Problem 1 »
Decide whether each statement below agrees with the biographical passage, and give yes or no along with the deciding words of the passage quoted exactly: (a) Safina won a MacArthur Foundation Fellowship in 2000; (b) the MacArthur prize money was paid to him all at once; (c) Safina is religious in the conventional sense.

Source passage »

Safina has engaged in many successful conservation efforts. He has helped ban high-seas driftnets and overhaul federal fisheries laws in the U.S., and has persuaded fishermen to call for and abide by international agreements to restore depleted populations of tuna, sharks, and other fish, as well as creatures that constitute bycatch or bykill (marine life unintentionally captured by fishermen), such as dolphins and sea turtles. In 1995 he was a force behind the passage of a new fisheries treaty through the United Nations, and in 1996 the U.S. Congress incorporated some of his ideas in the Sustainable Fisheries Act, which required rebuilding of marine-life populations depleted by fishing. In the late 1990s Safina also raised awareness of declining shark populations, and by 1998, in the absence of an official recovery plan, he and other activists had succeeded in persuading several prominent restaurateurs in Boston, New York, and Washington, D.C., to remove swordfish from their menus. “Everyone has to be part of the solution. There’s little use in commercial and recreational fishers pointing fingers at each other,” Safina said in an article for AScribe Newswire (August 26, 2004). “Commercial fishing is not all bad and recreational fishing is not all good. A fish doesn’t care if you are a commercial or a recreational fisherman. It only cares if it surrounded by water—or on ice.”
In 2000 Safina won a John D. and Catherine T. MacArthur Foundation Fellowship, popularly known as the “genius” grant. He used the prize money, which was distributed over the course of five years, to fund his research and the travel it entailed. His other honors include the International Game Fish Association Conservation Award, the Pew Charitable Trust’s Scholar’s Award in Conservation and the Environment, the American Fisheries Society’s Carl R. Sullivan Conservation Award, and recognition from Rutgers University as the most distinguished alumnus to graduate from the ecology and evolution program. He has received honorary doctorates from Long Island University and SUNY. Audubon Magazine named him one of the top 100 conservationists of the 20th century, and the World Wildlife Fund named him a senior fellow in its Marine Conservation Program. Safina is a visiting fellow at Yale University, an adjunct professor at SUNY–Stony Brook, and an elected member of The Explorers Club. In addition to his books, Safina has written upwards of 100 articles for scientific and popular journals. Seizing every opportunity to enlighten the public about the continuing dangers to marine wildlife, he also lectures. He appeared on the Bill Moyers PBS special Earth on the Edge (2002). “I predict that over the next few years,” he wrote in Science and Technology (Summer 2003), “consumer education will become the largest area of growth and change in the toolbox of ocean conservation strategy.”
Safina is greatly concerned, as he told Current Biography, with the “embattlement of reason and science.” He believes “that information must be conveyed in the context of values, and that we must reinvigorate veneration of reason and fuse it with a renewed quest toward truly traditional values of peace, compassion, generosity of spirit, and love.” Although he is not religious in the conventional sense, he finds spirituality in nature and the creatures he studies.
Safina lives in Amagansett, on Long Island, with Patricia Paladines and her daughter Alexandra. They have several pets, including a rescue dog, a king snake, a rose-haired tarantula, a rabbit, and a goldfish. Like his work, Safina’s leisure activities take him outdoors; besides fishing, he enjoys snorkeling, scuba diving, clamming, kayaking, and bird watching.

Excerpted data »
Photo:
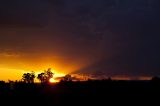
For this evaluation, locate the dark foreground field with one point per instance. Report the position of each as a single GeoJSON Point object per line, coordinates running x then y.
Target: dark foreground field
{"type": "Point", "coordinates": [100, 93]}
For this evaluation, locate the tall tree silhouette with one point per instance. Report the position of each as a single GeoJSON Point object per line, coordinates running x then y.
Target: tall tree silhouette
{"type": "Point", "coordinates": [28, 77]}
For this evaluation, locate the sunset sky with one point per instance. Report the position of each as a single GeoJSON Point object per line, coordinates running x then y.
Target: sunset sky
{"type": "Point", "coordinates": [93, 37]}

...

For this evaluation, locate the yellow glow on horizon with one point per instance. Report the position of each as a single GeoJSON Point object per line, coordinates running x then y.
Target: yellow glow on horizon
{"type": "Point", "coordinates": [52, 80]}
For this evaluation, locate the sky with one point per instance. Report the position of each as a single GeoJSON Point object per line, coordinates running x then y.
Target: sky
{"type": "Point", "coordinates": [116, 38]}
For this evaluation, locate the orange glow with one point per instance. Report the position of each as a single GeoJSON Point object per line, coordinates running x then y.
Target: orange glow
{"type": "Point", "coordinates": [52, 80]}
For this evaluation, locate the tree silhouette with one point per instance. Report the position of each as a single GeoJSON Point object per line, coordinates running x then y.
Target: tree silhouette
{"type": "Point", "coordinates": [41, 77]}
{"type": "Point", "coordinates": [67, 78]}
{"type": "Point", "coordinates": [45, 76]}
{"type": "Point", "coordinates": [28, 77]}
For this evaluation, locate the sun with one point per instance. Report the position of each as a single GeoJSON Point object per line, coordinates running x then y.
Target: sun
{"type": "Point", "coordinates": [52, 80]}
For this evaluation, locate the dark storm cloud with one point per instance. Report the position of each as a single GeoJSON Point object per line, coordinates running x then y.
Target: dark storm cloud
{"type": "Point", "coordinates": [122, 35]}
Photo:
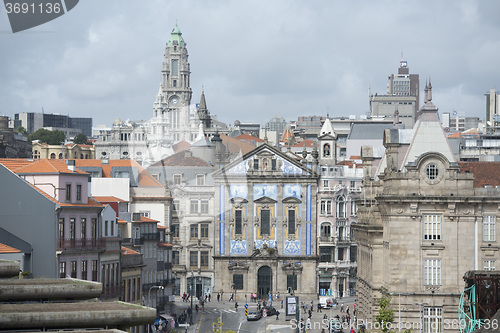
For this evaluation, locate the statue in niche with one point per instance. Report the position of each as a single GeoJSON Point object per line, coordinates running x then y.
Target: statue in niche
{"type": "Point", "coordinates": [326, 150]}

Problem 2 »
Pick out every line of the records that contains the string "Target", and copy each of those lines.

Task answer 1 »
(a) Yes: "In 2000 Safina won a John D. and Catherine T. MacArthur Foundation Fellowship"
(b) No: "which was distributed over the course of five years"
(c) No: "he is not religious in the conventional sense"

Task answer 2 »
Target: dark foreground field
Target: tall tree silhouette
Target: sunset sky
Target: yellow glow on horizon
Target: sky
Target: orange glow
Target: tree silhouette
Target: sun
Target: dark storm cloud
Target: statue in niche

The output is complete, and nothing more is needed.